Task requirements: Reproduce every one of the entries below line for line, changing nothing.

-------- Records shown --------

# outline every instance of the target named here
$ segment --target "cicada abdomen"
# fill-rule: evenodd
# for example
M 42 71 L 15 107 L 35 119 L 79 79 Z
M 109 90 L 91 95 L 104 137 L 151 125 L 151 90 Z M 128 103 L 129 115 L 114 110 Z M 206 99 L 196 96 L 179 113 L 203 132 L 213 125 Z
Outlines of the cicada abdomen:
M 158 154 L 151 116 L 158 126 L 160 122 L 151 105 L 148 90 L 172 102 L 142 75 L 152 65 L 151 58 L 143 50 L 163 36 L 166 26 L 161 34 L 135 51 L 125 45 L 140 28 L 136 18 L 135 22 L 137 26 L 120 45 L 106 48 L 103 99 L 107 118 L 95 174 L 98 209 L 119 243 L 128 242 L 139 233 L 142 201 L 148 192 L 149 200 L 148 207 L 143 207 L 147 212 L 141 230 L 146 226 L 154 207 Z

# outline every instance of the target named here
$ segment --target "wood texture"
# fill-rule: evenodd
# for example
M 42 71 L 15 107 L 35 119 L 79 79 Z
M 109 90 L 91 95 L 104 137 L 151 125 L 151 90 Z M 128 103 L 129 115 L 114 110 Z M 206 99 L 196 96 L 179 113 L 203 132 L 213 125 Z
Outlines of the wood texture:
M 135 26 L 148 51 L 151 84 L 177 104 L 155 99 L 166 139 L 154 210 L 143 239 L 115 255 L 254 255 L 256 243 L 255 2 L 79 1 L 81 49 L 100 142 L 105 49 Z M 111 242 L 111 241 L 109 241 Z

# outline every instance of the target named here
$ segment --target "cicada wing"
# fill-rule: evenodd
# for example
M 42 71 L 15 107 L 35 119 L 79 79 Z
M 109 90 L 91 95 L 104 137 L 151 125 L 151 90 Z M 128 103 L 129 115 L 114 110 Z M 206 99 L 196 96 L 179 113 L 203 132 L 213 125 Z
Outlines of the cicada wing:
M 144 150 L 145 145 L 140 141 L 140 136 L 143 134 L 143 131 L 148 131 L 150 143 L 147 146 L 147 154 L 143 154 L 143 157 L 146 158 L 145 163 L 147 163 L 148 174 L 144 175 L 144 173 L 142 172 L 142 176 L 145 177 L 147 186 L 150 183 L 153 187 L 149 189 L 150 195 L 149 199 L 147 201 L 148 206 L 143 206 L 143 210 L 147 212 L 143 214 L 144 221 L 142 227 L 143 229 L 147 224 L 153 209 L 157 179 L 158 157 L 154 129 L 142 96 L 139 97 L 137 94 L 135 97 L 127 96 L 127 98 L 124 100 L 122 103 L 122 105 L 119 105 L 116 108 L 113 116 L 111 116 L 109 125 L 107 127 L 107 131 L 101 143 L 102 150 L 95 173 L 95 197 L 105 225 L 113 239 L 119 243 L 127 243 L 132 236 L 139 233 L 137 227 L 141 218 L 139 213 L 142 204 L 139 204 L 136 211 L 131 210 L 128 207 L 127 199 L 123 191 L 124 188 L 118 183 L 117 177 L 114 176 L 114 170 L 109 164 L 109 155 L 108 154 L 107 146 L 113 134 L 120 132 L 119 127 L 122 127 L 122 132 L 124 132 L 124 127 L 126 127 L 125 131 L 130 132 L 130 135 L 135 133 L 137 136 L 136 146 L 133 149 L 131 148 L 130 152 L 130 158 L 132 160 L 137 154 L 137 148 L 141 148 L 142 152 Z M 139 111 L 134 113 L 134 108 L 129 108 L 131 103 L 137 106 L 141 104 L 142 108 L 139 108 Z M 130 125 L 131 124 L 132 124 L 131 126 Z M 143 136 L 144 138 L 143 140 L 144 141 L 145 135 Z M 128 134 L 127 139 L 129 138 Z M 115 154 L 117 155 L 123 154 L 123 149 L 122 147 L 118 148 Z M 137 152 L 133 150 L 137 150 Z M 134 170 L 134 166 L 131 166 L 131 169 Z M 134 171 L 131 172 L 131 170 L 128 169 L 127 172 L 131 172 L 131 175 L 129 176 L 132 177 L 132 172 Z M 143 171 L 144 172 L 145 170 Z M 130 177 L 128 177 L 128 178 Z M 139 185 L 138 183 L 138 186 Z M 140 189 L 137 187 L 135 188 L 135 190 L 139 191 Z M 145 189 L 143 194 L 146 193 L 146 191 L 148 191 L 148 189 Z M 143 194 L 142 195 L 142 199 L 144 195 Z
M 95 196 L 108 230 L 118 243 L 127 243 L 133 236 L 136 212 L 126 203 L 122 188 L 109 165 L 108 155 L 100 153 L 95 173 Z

--------

Problem solution:
# outline every instance of the target named here
$ segment --target "cicada abdomen"
# fill-rule: evenodd
# for example
M 42 71 L 15 107 L 35 119 L 79 79 Z
M 109 90 L 91 95 L 104 137 L 151 125 L 151 90 Z M 128 103 L 129 115 L 114 110 Z M 206 99 L 196 96 L 179 113 L 203 132 L 213 125 Z
Outlines of the cicada abdomen:
M 158 154 L 151 116 L 158 126 L 160 122 L 151 105 L 148 90 L 172 102 L 142 75 L 152 65 L 151 58 L 143 50 L 163 36 L 166 26 L 161 34 L 135 51 L 125 45 L 140 28 L 136 18 L 135 22 L 137 26 L 120 45 L 106 48 L 103 99 L 107 118 L 95 174 L 98 209 L 119 243 L 128 242 L 139 233 L 142 201 L 148 192 L 149 200 L 148 207 L 143 207 L 147 212 L 141 230 L 146 226 L 154 207 Z

# outline every instance of the target named here
$ segment --target "wood texture"
# fill-rule: evenodd
# for example
M 42 71 L 15 107 L 35 119 L 79 79 Z
M 109 90 L 91 95 L 104 137 L 151 125 L 151 90 Z M 128 103 L 129 115 L 114 110 Z M 206 99 L 196 96 L 179 113 L 203 132 L 213 125 Z
Outlines of the wood texture:
M 135 26 L 148 51 L 151 84 L 177 104 L 155 99 L 166 139 L 154 210 L 143 239 L 115 255 L 254 255 L 256 243 L 255 2 L 79 1 L 81 49 L 100 142 L 105 49 Z M 111 242 L 111 241 L 109 241 Z

# outline every instance of the target named here
$ segment --target "cicada wing"
# fill-rule: evenodd
# for example
M 42 71 L 15 107 L 35 119 L 79 79 Z
M 109 90 L 91 95 L 104 137 L 151 125 L 151 90 Z M 128 103 L 129 115 L 114 110 Z M 206 99 L 196 96 L 179 113 L 203 132 L 213 125 Z
Outlines of the cicada wing:
M 144 150 L 145 145 L 140 141 L 140 136 L 143 134 L 143 131 L 148 131 L 150 143 L 147 146 L 147 154 L 143 154 L 143 157 L 146 158 L 145 163 L 147 163 L 148 174 L 144 175 L 144 173 L 142 172 L 142 176 L 145 177 L 147 186 L 150 183 L 153 187 L 149 189 L 150 195 L 149 199 L 147 201 L 148 206 L 143 206 L 143 210 L 147 212 L 143 214 L 144 221 L 142 227 L 143 229 L 147 224 L 153 209 L 157 179 L 158 157 L 154 129 L 142 96 L 139 97 L 137 94 L 135 97 L 127 96 L 127 98 L 124 100 L 122 103 L 122 105 L 119 105 L 116 108 L 113 116 L 111 116 L 109 125 L 107 127 L 107 131 L 101 143 L 102 150 L 95 173 L 95 197 L 105 225 L 113 239 L 119 243 L 127 243 L 132 236 L 139 233 L 137 227 L 141 218 L 139 213 L 142 204 L 139 204 L 136 211 L 131 210 L 128 207 L 127 199 L 123 191 L 124 188 L 118 183 L 117 177 L 114 176 L 114 170 L 109 164 L 109 155 L 108 154 L 107 146 L 113 134 L 120 132 L 119 127 L 122 127 L 122 132 L 124 132 L 124 127 L 126 127 L 125 131 L 130 132 L 130 135 L 135 133 L 137 136 L 136 146 L 133 149 L 131 148 L 130 152 L 130 158 L 132 160 L 137 154 L 137 148 L 141 148 L 142 152 Z M 139 111 L 134 113 L 134 108 L 129 108 L 131 103 L 137 106 L 141 104 L 142 108 L 139 108 Z M 130 125 L 131 124 L 132 124 L 131 126 Z M 143 136 L 144 138 L 143 140 L 144 141 L 145 135 Z M 128 134 L 127 139 L 129 138 Z M 115 154 L 117 155 L 123 154 L 123 149 L 122 147 L 118 148 Z M 137 152 L 133 150 L 137 150 Z M 134 170 L 134 166 L 131 166 L 131 169 Z M 134 171 L 131 172 L 131 170 L 128 169 L 127 172 L 131 172 L 131 175 L 129 176 L 132 177 L 132 172 Z M 143 171 L 144 172 L 145 170 Z M 130 177 L 128 177 L 128 178 Z M 139 185 L 138 183 L 138 186 Z M 140 189 L 137 187 L 135 188 L 135 190 L 139 191 Z M 145 189 L 143 194 L 146 193 L 146 191 L 148 191 L 148 189 Z M 143 194 L 142 195 L 142 199 L 144 195 Z
M 95 196 L 108 230 L 118 243 L 127 243 L 133 236 L 136 212 L 126 203 L 122 188 L 109 165 L 108 155 L 100 153 L 95 173 Z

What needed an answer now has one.